DATASET CONTENT Start Marker
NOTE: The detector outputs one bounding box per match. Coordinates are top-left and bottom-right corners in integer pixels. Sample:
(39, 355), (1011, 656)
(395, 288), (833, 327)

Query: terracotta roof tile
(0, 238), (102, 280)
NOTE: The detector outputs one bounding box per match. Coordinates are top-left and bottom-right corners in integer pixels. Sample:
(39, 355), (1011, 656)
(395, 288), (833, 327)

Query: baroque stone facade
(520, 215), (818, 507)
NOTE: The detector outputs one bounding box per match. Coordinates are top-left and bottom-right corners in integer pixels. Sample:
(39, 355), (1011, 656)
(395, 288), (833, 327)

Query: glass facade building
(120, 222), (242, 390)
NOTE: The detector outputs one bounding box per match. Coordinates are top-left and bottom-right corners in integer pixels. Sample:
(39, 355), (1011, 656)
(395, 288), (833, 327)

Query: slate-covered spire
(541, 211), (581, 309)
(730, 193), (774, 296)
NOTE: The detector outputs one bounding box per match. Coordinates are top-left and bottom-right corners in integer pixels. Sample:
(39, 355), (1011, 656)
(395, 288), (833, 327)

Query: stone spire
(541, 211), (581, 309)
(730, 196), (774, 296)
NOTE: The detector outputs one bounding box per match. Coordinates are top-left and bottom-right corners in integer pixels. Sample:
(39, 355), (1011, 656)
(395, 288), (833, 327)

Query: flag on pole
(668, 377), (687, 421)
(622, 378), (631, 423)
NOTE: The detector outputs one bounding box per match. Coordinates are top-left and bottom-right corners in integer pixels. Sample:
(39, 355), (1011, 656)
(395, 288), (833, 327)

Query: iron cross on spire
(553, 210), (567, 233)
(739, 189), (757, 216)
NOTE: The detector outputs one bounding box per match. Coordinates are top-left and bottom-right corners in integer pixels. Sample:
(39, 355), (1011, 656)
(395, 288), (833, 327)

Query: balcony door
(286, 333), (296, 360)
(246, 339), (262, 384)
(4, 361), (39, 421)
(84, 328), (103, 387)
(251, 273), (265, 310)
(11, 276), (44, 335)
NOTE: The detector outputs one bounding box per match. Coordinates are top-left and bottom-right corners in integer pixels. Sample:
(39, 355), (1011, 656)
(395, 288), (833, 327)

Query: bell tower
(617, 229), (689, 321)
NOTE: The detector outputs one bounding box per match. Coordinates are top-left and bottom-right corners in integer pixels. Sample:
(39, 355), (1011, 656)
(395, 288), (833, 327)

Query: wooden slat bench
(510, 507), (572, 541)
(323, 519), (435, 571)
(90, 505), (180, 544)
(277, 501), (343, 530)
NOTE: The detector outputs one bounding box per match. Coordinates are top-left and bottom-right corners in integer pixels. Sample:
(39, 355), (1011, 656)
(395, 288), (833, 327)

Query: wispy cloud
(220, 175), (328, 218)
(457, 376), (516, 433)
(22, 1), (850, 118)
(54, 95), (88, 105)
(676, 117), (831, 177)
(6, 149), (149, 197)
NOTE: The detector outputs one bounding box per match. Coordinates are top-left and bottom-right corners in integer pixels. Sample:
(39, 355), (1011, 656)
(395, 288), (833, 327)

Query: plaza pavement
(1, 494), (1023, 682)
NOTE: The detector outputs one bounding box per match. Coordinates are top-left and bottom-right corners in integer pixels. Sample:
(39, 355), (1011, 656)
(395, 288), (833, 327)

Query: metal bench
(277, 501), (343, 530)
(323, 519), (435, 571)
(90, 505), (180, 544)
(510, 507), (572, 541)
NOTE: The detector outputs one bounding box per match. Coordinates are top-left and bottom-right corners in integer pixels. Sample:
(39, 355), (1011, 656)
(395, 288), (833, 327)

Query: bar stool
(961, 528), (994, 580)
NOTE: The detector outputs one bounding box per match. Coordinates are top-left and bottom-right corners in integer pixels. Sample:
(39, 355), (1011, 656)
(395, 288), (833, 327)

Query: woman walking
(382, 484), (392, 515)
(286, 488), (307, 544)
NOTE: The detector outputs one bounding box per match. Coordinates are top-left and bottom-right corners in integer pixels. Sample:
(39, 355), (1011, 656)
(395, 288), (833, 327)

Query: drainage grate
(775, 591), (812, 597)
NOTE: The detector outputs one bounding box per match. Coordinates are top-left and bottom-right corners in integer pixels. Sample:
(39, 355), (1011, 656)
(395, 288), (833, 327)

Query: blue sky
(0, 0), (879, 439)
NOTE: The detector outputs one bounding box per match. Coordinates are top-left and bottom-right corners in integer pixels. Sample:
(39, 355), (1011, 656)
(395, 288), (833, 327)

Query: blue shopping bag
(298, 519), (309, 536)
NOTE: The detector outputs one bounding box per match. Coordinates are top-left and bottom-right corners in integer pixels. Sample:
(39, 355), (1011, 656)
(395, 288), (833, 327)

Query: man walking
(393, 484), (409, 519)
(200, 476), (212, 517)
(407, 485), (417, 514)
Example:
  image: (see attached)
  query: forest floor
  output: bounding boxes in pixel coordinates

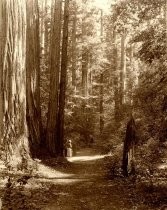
DATASET CONTENT End Marker
WHAT THE TASK REQUIRES
In your copy, exclude the pictures and repeat each entry above exactly.

WRITTEN SOLUTION
NOTE: The detector outputs one bounding box per match. Coordinates are top-left and bottom-right corners in integer pixels. Sample:
(39, 355), (1011, 656)
(395, 288), (833, 327)

Query: terracotta roof tile
(0, 238), (102, 280)
NOTE: The detector outputs one bounding box per match. Coordinates are top-left and bottom-right corners in integer pixels. Sample:
(39, 355), (1011, 656)
(395, 288), (833, 327)

Query: baroque stone facade
(520, 215), (818, 507)
NOTE: The detector outputs one bounding box per match. Coordinates are top-left and bottom-right corners in integer pixels. Sample:
(39, 355), (1011, 656)
(395, 288), (833, 327)

Query: glass facade building
(120, 222), (242, 390)
NOTE: The detector outputs one bounding box per match. Coordinates are top-left and bottom-right corners in integer pixels. Sample:
(39, 355), (1011, 656)
(395, 288), (833, 327)

Query: slate-covered spire
(541, 211), (581, 309)
(730, 193), (774, 296)
NOTE: The detector outputs one bounding box per match. Coordinates are top-left and bottom-right corners in integer pixels. Sample:
(39, 355), (1011, 656)
(395, 288), (833, 327)

Query: stone spire
(541, 211), (581, 309)
(730, 196), (774, 296)
NOTE: The detector outputs one bounding box per match. Coordinates are top-left and bottom-right corners in integer pixels. Sample:
(39, 355), (1011, 656)
(395, 288), (833, 327)

Query: flag on pole
(668, 377), (687, 421)
(622, 378), (631, 423)
NOTE: The detector outputs one bounding box per match. Coordinates are top-left and bottom-right corners in integer pixels. Sample:
(39, 355), (1011, 656)
(395, 288), (833, 327)

Query: iron cross on spire
(553, 210), (567, 233)
(739, 189), (757, 216)
NOTE: The detector outputs one bounding box per match. Coordinates are top-left and bottom-right corners in integer pixels. Sample:
(39, 355), (1011, 656)
(395, 288), (833, 327)

Query: balcony door
(286, 333), (296, 360)
(246, 339), (262, 384)
(4, 361), (39, 421)
(84, 328), (103, 387)
(251, 273), (265, 310)
(11, 276), (44, 335)
NOTE: The detector outputs one bounding box per match. Coordinates are top-left and bottom-right corners in integer pixels. Sample:
(39, 355), (1011, 656)
(395, 288), (833, 327)

Query: bell tower
(617, 229), (689, 321)
NOTE: The detector outputs one bounding box per match. Coordinates are top-left and bottom-right corners in integer pixels. Sample:
(39, 355), (1011, 656)
(395, 288), (833, 327)

Query: wooden slat bench
(510, 507), (572, 541)
(323, 519), (435, 571)
(90, 505), (180, 544)
(277, 501), (343, 530)
NOTE: The detector outputs one bounding box per match. Coordinates are top-left and bottom-right corners in integer pixels. Sample:
(39, 355), (1011, 656)
(395, 288), (833, 327)

Query: wispy cloud
(220, 175), (328, 218)
(457, 376), (516, 433)
(22, 1), (850, 118)
(54, 95), (88, 105)
(676, 117), (831, 177)
(6, 149), (149, 197)
NOTE: The detector outputs one bounding box per match. Coordinates are top-left and bottom-right corners in integer pixels. Sample:
(39, 355), (1011, 656)
(395, 288), (833, 327)

Query: plaza pavement
(1, 494), (1023, 682)
NOTE: The detector outputs one bounding box per match. Coordinates are top-left and bottom-right corners in integer pixels. Sample:
(39, 355), (1011, 656)
(395, 288), (833, 327)

Query: metal bench
(277, 501), (343, 530)
(323, 519), (435, 571)
(90, 505), (180, 544)
(510, 507), (572, 541)
NOTE: The detector outputs one bounding box per match. Coordinates are top-left and bottom-right corners in integer pixels. Sample:
(39, 355), (1011, 656)
(395, 288), (833, 327)

Query: bar stool
(961, 528), (994, 580)
NOTE: The detector outputs one bounding box per match. Coordinates are top-left and bottom-right corners in integer pixels. Sample:
(39, 355), (1011, 656)
(395, 288), (833, 327)

Query: woman walking
(382, 484), (392, 515)
(286, 488), (307, 544)
NOTE: The detector outputs one bounding box per match. Coordinates are top-left and bottom-right corners in integer pixels. Sample:
(39, 355), (1011, 656)
(395, 288), (833, 327)

Query: drainage grate
(775, 591), (812, 597)
NOTE: The detector outputs one bounding box per match. Coordinates are top-left and bottom-right corners in integer pixels. Sample:
(39, 355), (1011, 656)
(395, 288), (833, 327)

Query: blue sky
(0, 0), (879, 439)
NOTE: The detector outputs one bounding box per match. Coordinates are top-left and bottom-right corners in integer pixels. Sample:
(39, 355), (1011, 656)
(395, 288), (833, 327)

Query: blue shopping bag
(298, 519), (309, 536)
NOTE: The detector outputs one bounding box per match. Coordinates are top-left and bottom-right corners in integer pixels. Sample:
(39, 355), (1011, 656)
(395, 288), (833, 327)

Query: man walking
(393, 484), (409, 519)
(200, 476), (212, 517)
(407, 485), (417, 514)
Example:
  image: (see attached)
  query: forest floor
  output: bounding boxes in pixel coordinates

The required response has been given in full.